SELECTED EXCERPT –
-*-*-
#  Machine Learning Assignment 1

## Question 1

#### Group Name : ML_GROUP113 Ban_2

#### RAJABOINA SIVARAJA   2018AB04505
#### POLEPEDDI L V SAINADHA RAKESH  2018AB04592
#### MANU JOY  2018AB04568
#### NIPUN PATHAK  2018AB04627

In [None]:
from  sklearn.model_selection import KFold
from sklearn.linear_model import LogisticRegression
from sklearn.model_selection import train_test_split
from sklearn.impute import SimpleImputer
from sklearn.model_selection import cross_val_score
from sklearn.feature_selection import RFECV
from sklearn.metrics import confusion_matrix
from sklearn.metrics import classification_report
from pandas.plotting import scatter_matrix
import matplotlib.pyplot as plt
import matplotlib.patches as mpatches
import pandas as pd
import numpy as np
import seaborn as sns

### Loading the data

In [None]:
df = pd.read_csv('diabetes.csv')

In [None]:
df.head()

In [None]:
df.describe()

In [None]:
df.isnull().sum()

### There are no null values in the dataset. However let's verify if there are any zero's 

In [None]:
(df == 0).astype(int).sum(axis=0)

### Extracting the X and Y  values

In [None]:
features = list(df.columns)[:-1]
X = df[features] 
y = df['Outcome']

### Visualizing the dataset

#### Ploting the graph by grouping with outcome 

In [None]:
df.groupby('Outcome').hist(figsize=(12, 12))

### Correlation Matrix

In [None]:
corr = df.corr()
corr

In [None]:
sns.heatmap(df, annot = True)
-*-*-
Stored dataset items
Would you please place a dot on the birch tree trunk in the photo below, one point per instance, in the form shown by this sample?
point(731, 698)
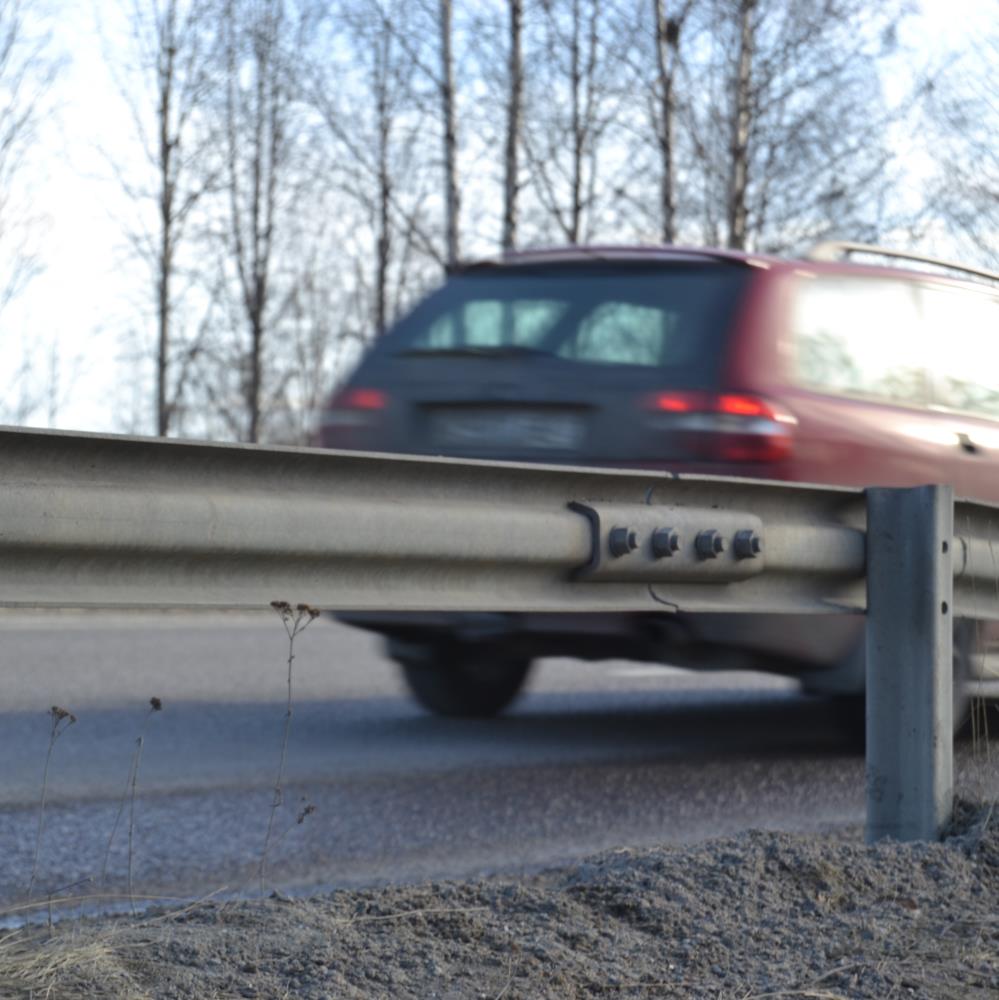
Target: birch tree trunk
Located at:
point(452, 205)
point(738, 216)
point(511, 182)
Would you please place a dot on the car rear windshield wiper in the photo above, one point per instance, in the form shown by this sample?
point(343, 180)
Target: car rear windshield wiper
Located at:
point(474, 351)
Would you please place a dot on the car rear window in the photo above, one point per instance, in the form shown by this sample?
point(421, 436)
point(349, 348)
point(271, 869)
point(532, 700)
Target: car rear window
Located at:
point(664, 316)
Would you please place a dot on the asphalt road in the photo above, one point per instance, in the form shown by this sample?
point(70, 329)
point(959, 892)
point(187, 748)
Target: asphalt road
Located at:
point(594, 756)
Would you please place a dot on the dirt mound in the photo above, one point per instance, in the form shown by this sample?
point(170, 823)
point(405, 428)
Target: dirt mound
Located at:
point(759, 915)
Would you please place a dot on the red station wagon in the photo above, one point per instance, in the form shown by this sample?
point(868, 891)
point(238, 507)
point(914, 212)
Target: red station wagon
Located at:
point(817, 370)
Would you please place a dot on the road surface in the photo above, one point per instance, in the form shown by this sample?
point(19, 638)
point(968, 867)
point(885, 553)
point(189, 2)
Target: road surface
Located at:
point(592, 757)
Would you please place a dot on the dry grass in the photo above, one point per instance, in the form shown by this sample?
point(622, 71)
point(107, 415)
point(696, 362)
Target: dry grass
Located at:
point(63, 967)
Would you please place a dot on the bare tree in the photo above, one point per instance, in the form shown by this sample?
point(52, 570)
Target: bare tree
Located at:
point(575, 95)
point(27, 72)
point(962, 113)
point(741, 120)
point(793, 145)
point(452, 203)
point(668, 29)
point(258, 42)
point(514, 115)
point(377, 160)
point(167, 84)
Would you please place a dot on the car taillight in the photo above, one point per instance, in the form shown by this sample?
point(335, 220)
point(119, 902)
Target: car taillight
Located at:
point(351, 411)
point(360, 399)
point(723, 427)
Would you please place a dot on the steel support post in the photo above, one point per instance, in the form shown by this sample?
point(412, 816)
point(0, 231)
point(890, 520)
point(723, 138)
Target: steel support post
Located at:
point(910, 740)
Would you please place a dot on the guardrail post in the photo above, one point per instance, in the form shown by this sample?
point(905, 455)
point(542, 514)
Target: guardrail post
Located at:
point(910, 740)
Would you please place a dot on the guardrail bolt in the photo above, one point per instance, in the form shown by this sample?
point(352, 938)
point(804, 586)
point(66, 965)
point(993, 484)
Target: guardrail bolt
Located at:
point(621, 541)
point(747, 544)
point(709, 544)
point(665, 541)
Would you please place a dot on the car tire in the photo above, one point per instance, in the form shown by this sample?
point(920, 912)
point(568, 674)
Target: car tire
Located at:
point(464, 682)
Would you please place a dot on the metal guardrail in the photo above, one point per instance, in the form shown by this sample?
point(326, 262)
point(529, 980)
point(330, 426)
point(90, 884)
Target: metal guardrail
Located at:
point(91, 520)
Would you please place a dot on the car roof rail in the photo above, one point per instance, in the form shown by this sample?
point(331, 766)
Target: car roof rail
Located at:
point(839, 249)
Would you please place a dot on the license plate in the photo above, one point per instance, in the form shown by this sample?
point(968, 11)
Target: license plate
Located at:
point(507, 429)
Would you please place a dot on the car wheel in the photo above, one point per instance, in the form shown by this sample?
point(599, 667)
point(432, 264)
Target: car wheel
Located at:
point(460, 681)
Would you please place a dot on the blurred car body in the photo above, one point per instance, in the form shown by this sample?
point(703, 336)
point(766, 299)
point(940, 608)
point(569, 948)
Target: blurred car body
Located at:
point(821, 370)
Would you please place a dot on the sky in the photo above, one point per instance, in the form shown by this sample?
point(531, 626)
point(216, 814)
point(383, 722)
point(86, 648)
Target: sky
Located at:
point(74, 319)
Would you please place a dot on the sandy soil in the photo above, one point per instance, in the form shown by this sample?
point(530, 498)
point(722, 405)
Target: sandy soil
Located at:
point(759, 915)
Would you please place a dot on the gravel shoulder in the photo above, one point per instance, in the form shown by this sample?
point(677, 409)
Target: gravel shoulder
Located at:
point(753, 916)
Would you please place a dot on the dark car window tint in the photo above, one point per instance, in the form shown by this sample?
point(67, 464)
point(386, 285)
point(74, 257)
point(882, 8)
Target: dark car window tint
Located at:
point(625, 333)
point(638, 314)
point(964, 326)
point(860, 337)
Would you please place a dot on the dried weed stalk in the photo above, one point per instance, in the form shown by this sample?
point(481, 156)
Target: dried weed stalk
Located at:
point(295, 620)
point(60, 720)
point(129, 794)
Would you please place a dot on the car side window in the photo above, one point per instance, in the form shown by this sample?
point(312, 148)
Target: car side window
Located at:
point(964, 326)
point(860, 337)
point(625, 333)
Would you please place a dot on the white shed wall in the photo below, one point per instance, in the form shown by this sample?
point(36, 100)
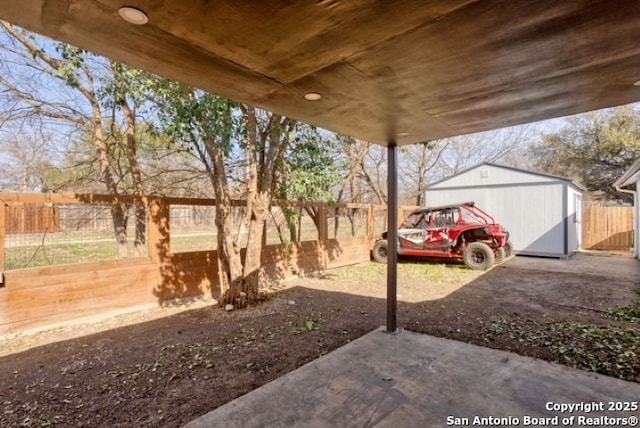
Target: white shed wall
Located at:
point(574, 219)
point(490, 175)
point(532, 213)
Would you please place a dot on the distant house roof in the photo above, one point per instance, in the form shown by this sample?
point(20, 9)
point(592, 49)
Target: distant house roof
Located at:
point(555, 177)
point(630, 177)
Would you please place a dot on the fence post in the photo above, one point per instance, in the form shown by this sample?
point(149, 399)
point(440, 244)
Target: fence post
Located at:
point(323, 233)
point(370, 227)
point(159, 243)
point(3, 233)
point(400, 216)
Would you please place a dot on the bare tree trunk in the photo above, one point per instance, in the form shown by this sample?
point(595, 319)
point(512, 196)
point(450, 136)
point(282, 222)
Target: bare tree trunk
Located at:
point(117, 210)
point(229, 263)
point(136, 177)
point(260, 190)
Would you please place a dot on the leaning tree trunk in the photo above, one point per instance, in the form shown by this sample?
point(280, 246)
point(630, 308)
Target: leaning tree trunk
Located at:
point(136, 177)
point(229, 263)
point(253, 256)
point(117, 210)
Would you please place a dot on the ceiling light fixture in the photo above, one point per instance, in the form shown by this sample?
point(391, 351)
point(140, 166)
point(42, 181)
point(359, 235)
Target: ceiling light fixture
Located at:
point(133, 16)
point(312, 96)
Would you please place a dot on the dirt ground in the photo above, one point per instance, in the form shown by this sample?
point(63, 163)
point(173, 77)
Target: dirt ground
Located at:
point(165, 367)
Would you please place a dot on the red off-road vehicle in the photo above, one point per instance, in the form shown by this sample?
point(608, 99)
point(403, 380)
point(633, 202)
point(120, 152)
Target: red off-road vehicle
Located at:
point(452, 231)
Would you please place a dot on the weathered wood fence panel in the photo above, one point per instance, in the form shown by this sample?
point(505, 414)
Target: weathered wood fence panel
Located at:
point(32, 218)
point(40, 296)
point(607, 228)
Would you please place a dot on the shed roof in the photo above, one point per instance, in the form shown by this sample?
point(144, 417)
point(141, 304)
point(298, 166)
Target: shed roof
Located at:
-*-*-
Write the next part of the machine learning assignment on the diabetes data, starting right after its last line, "sns.heatmap(df, annot = True)".

FINAL RESULT –
In [None]:
sns.countplot(x='Outcome',data=df)

##### Changing the Zero values in Columns other than Pregnancy and Outcome as the other columns can not be Zero. Substituting the zero's with mean of the respective columns

In [None]:
df[features[1:]] = df[features[1:]].replace(0, np.NaN)
X = df[features] 
y = df['Outcome']
transform_X = X.copy()
imputer = SimpleImputer(missing_values=np.NaN, strategy = 'mean')
transform_X [features[1:]] = imputer.fit_transform(transform_X[features[1:]].values)

In [None]:
transform_X.isnull().sum()

### Splitting the data into test and train split

In [None]:
X_train, X_test, y_train, y_test = train_test_split(transform_X, y, test_size=0.2, random_state=0)

In [None]:
lr_model = LogisticRegression()

### Training and testing the data

In [None]:
lr_model.fit(X_train, y_train)
predict = lr_model.predict(X_test)
probs = lr_model.predict_proba(X_train)
print('The result for prediction is: ',predict)

In [None]:
score = lr_model.score(X_test, y_test, predict)

In [None]:
print('The accuracy is ', score * 100)

### Invoking the 10 fold cross validation

In [None]:
kfold = KFold(n_splits=10)
result = cross_val_score(lr_model, X_train, y_train, cv=kfold, scoring='accuracy')

In [None]:
print('The result of 10 fold cross validation is: ',result)
print('The mean result of 10 fold cross validation is: ',result.mean())

### In logistic regression, the dependent variable is binary or dichotomous, i.e. it only contains data coded as 1 or 0 .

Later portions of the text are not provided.